/---
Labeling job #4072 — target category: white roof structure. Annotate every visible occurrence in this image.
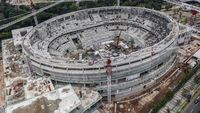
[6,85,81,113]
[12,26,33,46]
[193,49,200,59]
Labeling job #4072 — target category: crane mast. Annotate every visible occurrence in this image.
\---
/---
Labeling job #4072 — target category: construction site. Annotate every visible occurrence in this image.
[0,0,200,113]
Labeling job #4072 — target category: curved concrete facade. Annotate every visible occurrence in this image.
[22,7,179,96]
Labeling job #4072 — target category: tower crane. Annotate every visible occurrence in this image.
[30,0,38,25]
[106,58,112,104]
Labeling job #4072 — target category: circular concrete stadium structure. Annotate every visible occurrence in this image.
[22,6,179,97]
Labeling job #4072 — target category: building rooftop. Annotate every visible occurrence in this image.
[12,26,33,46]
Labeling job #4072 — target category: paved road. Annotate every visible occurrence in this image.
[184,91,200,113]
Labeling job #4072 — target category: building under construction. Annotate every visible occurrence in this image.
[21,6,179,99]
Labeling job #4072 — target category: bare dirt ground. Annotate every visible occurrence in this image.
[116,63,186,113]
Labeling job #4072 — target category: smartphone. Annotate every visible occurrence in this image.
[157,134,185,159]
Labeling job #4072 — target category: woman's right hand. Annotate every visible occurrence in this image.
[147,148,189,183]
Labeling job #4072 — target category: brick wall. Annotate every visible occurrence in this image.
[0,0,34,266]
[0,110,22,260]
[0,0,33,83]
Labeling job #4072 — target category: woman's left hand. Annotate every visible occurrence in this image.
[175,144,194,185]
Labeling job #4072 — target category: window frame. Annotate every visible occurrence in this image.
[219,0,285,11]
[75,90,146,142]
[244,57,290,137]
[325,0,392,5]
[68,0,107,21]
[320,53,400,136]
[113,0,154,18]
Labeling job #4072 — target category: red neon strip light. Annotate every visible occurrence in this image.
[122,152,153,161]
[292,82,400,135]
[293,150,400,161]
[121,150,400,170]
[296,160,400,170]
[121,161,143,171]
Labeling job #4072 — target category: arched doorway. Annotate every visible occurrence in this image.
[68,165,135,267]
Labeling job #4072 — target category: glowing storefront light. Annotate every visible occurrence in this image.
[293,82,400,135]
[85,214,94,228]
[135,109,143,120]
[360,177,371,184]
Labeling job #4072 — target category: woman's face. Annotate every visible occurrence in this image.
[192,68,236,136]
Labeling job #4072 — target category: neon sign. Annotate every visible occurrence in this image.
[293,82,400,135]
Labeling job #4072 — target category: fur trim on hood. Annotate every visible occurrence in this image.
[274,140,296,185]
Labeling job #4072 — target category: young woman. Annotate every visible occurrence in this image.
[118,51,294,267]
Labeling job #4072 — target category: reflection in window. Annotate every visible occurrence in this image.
\---
> [Uit te voeren taak] Zet de rijen in een genummerde lijst, beginnend bij de rij met "Labeling job #4072 — target category: brick" en eindigend bij de rij met "[68,165,135,267]". Laat lege regels weg.

> [Oplossing]
1. Labeling job #4072 — target category: brick wall. Annotate every visible occurrence in this image.
2. [0,0,34,266]
3. [0,110,22,260]
4. [0,0,33,83]
5. Labeling job #4072 — target category: woman's left hand. Annotate every visible occurrence in this image.
6. [175,144,194,185]
7. Labeling job #4072 — target category: window frame. Annotate every visible occurrence in this image.
8. [219,0,285,11]
9. [75,90,146,142]
10. [244,57,290,137]
11. [325,0,392,5]
12. [68,0,107,21]
13. [320,53,400,136]
14. [113,0,154,18]
15. Labeling job #4072 — target category: red neon strip light. Annotate every visible occurrence in this image.
16. [122,152,153,161]
17. [292,82,400,135]
18. [293,150,400,161]
19. [121,150,400,170]
20. [296,160,400,170]
21. [121,161,143,171]
22. Labeling job #4072 — target category: arched doorway. Annotate every visible occurrence in this image.
23. [68,165,135,267]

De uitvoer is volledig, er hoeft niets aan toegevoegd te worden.